**Extract provided**

━━━━━━━━━━━━━━━━━━━━━━━━━━━━━━

Comment by ActorNightly

15 hours ago

The purpose of lidar is to prove error correction when you need it most in terms of camera accuracy loss.

Humans do this, just in the sense of depth perception with both eyes.

Human depth perception uses stereo out to only about 2 or 3 meters, after which the distance between your eyes is not a useful baseline. Beyond 3m we use context clues and depth from motion when available.

  • Thanks, saved some work.

    And I'll add that it in practice it is not even that much unless you're doing some serious training, like a professional athlete. For most tasks, the accurate depth perception from this fades around the length of the arms.

(Always worth noting, human depth perception is not just based on stereoscopic vision, but also with focal distance, which is why so many people get simulator sickness from stereoscopic 3d VR)

  • > Always worth noting, human depth perception is not just based on stereoscopic vision, but also with focal distance

    Also subtle head and eye movements, which is something a lot of people like to ignore when discussing camera-based autonomy. Your eyes are always moving around which changes the perspective and gives a much better view of depth as we observe parallax effects. If you need a better view in a given direction you can turn or move your head. Fixed cameras mounted to a car's windshield can't do either of those things, so you need many more of them at higher resolutions to even come close to the amount of data the human eye can gather.

    • Easiest example I always give of this is pulling out of the alley behind my house: there is a large bush that occludes my view left to oncoming traffic, badly. I do what every human does:

      1. Crane my neck forward, see if I can see around it.

      2. Inch forward a bit more, keep craning my neck.

      3. Recognize, no, I'm still occluded.

      4. Count on the heuristic analysis of the light filtering through the bush and determine if the change in light is likely movement associated with an oncoming car.

━━━━━━━━━━━━━━━━━━━━━━━━━━━━━━

**Supplied records**
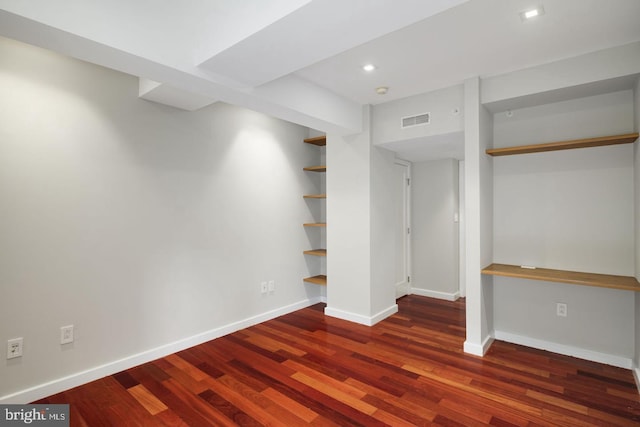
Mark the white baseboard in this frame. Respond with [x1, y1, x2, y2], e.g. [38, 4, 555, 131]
[494, 331, 637, 375]
[463, 335, 493, 357]
[0, 297, 326, 404]
[411, 288, 460, 301]
[324, 304, 398, 326]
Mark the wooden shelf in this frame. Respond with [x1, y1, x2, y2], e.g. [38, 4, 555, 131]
[302, 222, 327, 227]
[486, 132, 638, 156]
[304, 135, 327, 147]
[302, 165, 327, 172]
[303, 249, 327, 256]
[482, 264, 640, 292]
[302, 274, 327, 286]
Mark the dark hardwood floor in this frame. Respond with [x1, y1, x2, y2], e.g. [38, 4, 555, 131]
[37, 296, 640, 426]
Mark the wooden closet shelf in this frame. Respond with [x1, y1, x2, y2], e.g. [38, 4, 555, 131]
[304, 135, 327, 147]
[486, 132, 638, 156]
[302, 274, 327, 286]
[482, 264, 640, 291]
[302, 165, 327, 172]
[303, 249, 327, 256]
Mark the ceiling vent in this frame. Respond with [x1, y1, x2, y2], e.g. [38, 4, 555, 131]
[400, 113, 431, 129]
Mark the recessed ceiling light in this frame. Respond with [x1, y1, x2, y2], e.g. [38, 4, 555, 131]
[520, 6, 544, 22]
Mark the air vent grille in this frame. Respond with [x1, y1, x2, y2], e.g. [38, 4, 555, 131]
[400, 113, 431, 129]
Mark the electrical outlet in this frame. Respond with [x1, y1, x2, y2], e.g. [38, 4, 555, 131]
[7, 337, 23, 359]
[556, 302, 567, 317]
[60, 325, 73, 344]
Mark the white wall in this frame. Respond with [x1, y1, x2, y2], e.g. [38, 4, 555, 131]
[370, 147, 402, 321]
[633, 77, 640, 386]
[481, 42, 640, 111]
[493, 91, 634, 365]
[411, 159, 459, 300]
[0, 39, 321, 402]
[325, 106, 397, 325]
[372, 85, 464, 146]
[464, 77, 493, 356]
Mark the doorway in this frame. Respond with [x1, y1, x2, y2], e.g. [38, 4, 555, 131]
[393, 159, 411, 299]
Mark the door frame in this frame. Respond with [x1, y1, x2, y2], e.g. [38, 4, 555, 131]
[394, 158, 412, 299]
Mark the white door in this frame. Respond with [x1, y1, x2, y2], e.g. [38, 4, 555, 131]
[394, 159, 411, 298]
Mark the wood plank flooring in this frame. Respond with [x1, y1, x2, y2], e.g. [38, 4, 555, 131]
[36, 296, 640, 427]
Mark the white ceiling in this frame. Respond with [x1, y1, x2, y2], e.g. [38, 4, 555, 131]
[0, 0, 640, 133]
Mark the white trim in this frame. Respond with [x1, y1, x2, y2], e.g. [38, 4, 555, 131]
[463, 335, 493, 357]
[411, 288, 460, 301]
[324, 304, 398, 326]
[494, 331, 633, 369]
[0, 297, 326, 404]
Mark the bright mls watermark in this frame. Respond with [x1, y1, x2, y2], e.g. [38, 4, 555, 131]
[0, 405, 69, 427]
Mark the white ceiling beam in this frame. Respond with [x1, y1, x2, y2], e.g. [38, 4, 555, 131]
[200, 0, 468, 87]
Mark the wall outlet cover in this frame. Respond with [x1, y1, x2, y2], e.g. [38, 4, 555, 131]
[7, 337, 23, 359]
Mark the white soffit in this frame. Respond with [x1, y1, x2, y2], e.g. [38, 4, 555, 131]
[201, 0, 468, 88]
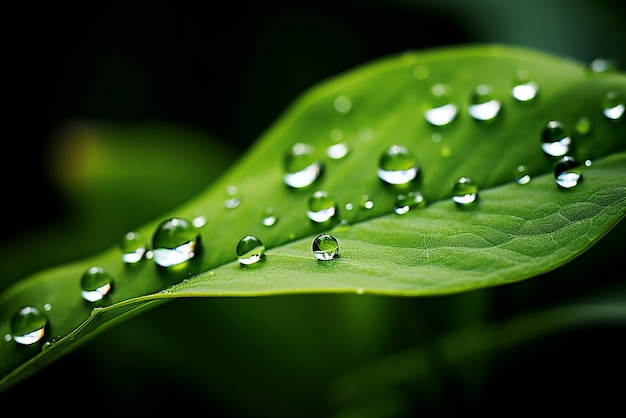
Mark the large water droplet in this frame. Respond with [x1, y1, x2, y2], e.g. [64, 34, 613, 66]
[424, 84, 457, 126]
[236, 235, 265, 266]
[393, 191, 426, 215]
[11, 306, 48, 345]
[311, 234, 339, 261]
[469, 84, 502, 121]
[152, 218, 200, 267]
[541, 120, 572, 157]
[80, 266, 113, 302]
[602, 91, 624, 120]
[283, 143, 324, 189]
[307, 190, 337, 223]
[554, 155, 583, 189]
[452, 177, 478, 206]
[378, 145, 419, 185]
[121, 231, 148, 264]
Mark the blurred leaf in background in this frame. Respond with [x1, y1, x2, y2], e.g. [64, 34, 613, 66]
[0, 0, 626, 417]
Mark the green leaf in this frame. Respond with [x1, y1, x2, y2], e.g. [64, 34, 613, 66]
[0, 45, 626, 390]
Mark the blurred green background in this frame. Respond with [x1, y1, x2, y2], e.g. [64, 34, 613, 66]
[0, 0, 626, 417]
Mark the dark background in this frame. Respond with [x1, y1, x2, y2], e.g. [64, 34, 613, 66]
[0, 0, 626, 240]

━━━━━━━━━━━━━━━━━━━━━━━━━━━━━━

**Tasks to perform**
**1.** Based on the thread on depth perception, say whether each statement agrees with it. Answer yes or no for each and quote the words of the thread that decide it.
(a) Humans rely on stereo vision for depth out to only about 2 or 3 meters.
(b) Cameras fixed to a car's windshield can shift their view the way a person moves their head.
(c) The bush behind the house blocks the view of oncoming traffic to the right.
**2.** Reproduce word for word the part of the thread on depth perception that opens with the words containing "15 hours ago" and closes with "motion when available.".

**Solved tasks**
**1.**
(a) Yes: "Human depth perception uses stereo out to only about 2 or 3 meters"
(b) No: "Fixed cameras mounted to a car's windshield can't do either of those things"
(c) No: "there is a large bush that occludes my view left to oncoming traffic"

**2.**
15 hours ago

The purpose of lidar is to prove error correction when you need it most in terms of camera accuracy loss.

Humans do this, just in the sense of depth perception with both eyes.

Human depth perception uses stereo out to only about 2 or 3 meters, after which the distance between your eyes is not a useful baseline. Beyond 3m we use context clues and depth from motion when available.